— Supplied data —

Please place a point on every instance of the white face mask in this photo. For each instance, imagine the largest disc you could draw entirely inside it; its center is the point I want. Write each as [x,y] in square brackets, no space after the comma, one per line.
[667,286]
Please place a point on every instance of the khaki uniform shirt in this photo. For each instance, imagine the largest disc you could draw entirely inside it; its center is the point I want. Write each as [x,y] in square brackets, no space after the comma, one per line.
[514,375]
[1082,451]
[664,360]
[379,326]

--

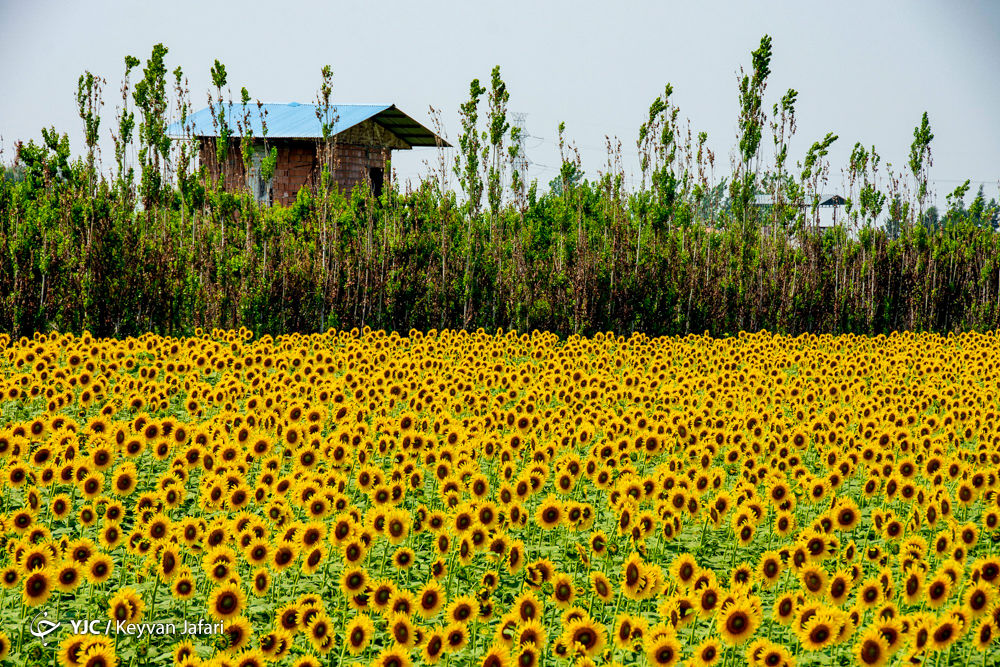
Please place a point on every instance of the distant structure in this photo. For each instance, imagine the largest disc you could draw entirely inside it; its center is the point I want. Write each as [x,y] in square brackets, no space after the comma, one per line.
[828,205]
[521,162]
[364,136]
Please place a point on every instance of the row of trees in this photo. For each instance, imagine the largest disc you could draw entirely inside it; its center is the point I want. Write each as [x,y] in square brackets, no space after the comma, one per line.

==

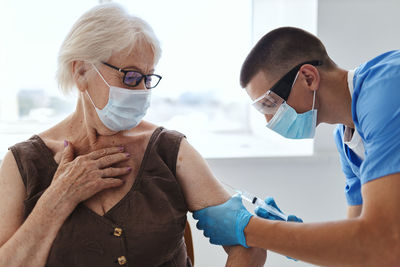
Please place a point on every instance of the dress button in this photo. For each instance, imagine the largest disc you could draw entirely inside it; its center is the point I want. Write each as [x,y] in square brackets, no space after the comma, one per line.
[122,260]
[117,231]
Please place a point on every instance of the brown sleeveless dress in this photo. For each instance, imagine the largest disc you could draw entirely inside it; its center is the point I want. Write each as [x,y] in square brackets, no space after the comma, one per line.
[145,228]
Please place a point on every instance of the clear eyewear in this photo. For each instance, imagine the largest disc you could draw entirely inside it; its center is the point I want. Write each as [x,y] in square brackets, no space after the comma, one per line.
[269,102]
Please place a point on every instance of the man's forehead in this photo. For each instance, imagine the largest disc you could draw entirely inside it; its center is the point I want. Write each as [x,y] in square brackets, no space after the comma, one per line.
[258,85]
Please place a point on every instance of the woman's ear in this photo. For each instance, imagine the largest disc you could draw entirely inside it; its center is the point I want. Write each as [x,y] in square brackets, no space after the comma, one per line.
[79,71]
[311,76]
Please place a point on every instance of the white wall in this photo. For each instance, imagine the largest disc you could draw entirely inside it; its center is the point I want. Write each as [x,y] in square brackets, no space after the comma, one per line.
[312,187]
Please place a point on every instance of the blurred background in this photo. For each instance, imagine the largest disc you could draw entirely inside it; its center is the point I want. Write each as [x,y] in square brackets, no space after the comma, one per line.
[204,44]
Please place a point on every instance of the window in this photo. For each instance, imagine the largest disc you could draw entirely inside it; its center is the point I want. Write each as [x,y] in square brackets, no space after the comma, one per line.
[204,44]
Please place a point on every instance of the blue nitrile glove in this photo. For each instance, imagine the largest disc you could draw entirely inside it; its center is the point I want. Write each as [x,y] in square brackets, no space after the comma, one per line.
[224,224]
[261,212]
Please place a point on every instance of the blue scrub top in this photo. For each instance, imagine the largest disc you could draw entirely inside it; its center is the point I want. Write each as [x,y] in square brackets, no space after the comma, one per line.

— Exercise prompt —
Would you please repeat exactly the lines above, starting at the line with "Please place a point on every instance of the clear" and stopping at the line with "Please place a point on every instance of the blue scrub", both included?

— Final answer —
Please place a point on every instance of the clear eyewear in this photo. For each instance, imagine the largest disc you could draw entirely inside it; its center is the point I want. Write each as [x,y] in square brackets, no space after the comma, one per line.
[269,102]
Please place a point on every instance of the man's forehead in this photo. For each instance, imagine the largest disc you could draw entirely inside it; its center is the point I want. Write each as [x,y] in square brackets, no space after the comma, one per line.
[258,85]
Please place a point on every instance of the woman's ear in this photo. For each instance, imagine the largest disc you could draw entirely inside it; its center is the point I want. Write each as [x,y] in square brackets, no space after the comma, one per line.
[79,71]
[311,76]
Please place a point on every instance of the white wall in this photo. For each instance, imagine the largest disc you could draw entirely inside it; its center is the point I want. Write each as [x,y] in square brackets, no space after the comma, one per line.
[312,187]
Please place a point on every instance of the blurred background in this photo. For each instance, imagine the largest disc you could draw entirely inside it; its center is the point I want. Write each as [x,y] in square brackets, no space after the comma, one per line.
[204,44]
Please place a point on every instance of the window in this photo. For each instance, imagine the largest disc you could draw entirely inside it; its center is the point I want. Write each as [x,y] in square brackets, no space after the comma, one per line.
[204,44]
Please place a point on every instance of the blue nitrile glove in this photo. For each instance, imagine the largest disc you could draw entirely inside it; its center is the point I want. Write each as [x,y] in square brackets, no space after the comma, one per line.
[224,224]
[261,212]
Please place a point on every instance of the blue scrub top in this photo. For each instance, imagine the largest disc you could draw entirely inside it; its center is the point I want. Write each as [x,y] in square brackets, no space after the comma, one per line.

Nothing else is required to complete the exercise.